### INSTRUCTIONS TO FOLLOW
For each of the three statements below, decide whether it agrees with the discussion of GO enrichment methods, answering yes or no and quoting the deciding words. 1. Testing a couple of methods with the topGO package produced enrichment lists that were very similar. 2. The RDAVIDWebService package allows DAVID to be queried from R. 3. For RNA-seq data, controlling for gene length is suggested.

### PAGE TEXT

◇ ◇ ◇ ◇

The most common way of performing GO enrichment (hypergeometric tests on selected subsets of genes) is straightforward enough, but I'm finding a lot of papers which propose alternate methods which take into account the hierarchy of GO terms or gene scores:
I don't quite understand the math behind each methods, and obviously each paper claims that their method is better than the previous ones. I used the topGO package to test a couple, and the enrichment lists I generate show little similarity.
Could anyone provide practical guidelines on which method(s) would give the most relevant biological results? One caveat is that I am integrating this analysis within a larger automated pipeline, so automated tools are out.
Mine is a very empirical & practical opinion: I quite like DAVID as it is flexible and produces a very readable output. The R package RDAVIDWebService allows querying david via R and it's very handy (but note the limitations imposed by david about number of jobs that a single user can submit). Also, david has been used very extensively so it's very well tried & tested.
In general, I find the results from GO analyses to be so open to interpretation that I'm less concerned about finding the very best algorithm, I prefer to favour a practical approach. Neverthless, I should say that for RNA-seq data you might want to control for gene length (see http://genomebiology.com/2010/11/2/R14 and the GOSeq package).
I would suggest you download a specific GO database and use spreadsheet such as Excel to calculate your own hypergeometric p-values. Some online tools seem to use 'total GO space' and the GO class (BP, MF, CC) irrespective of the organism. I also think some tools although separate organism but mix all these three GOs to test for p-value. If you have control on these, you are sure of what are you looking at.

◇ ◇ ◇ ◇

### SUPPLIED MATERIAL
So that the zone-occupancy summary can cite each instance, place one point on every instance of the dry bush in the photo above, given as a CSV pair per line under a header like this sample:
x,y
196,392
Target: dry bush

◇ ◇ ◇ ◇

### REPLY TO THE TASK
1. No: "the enrichment lists I generate show little similarity."
2. Yes: "The R package RDAVIDWebService allows querying david via R"
3. Yes: "for RNA-seq data you might want to control for gene length"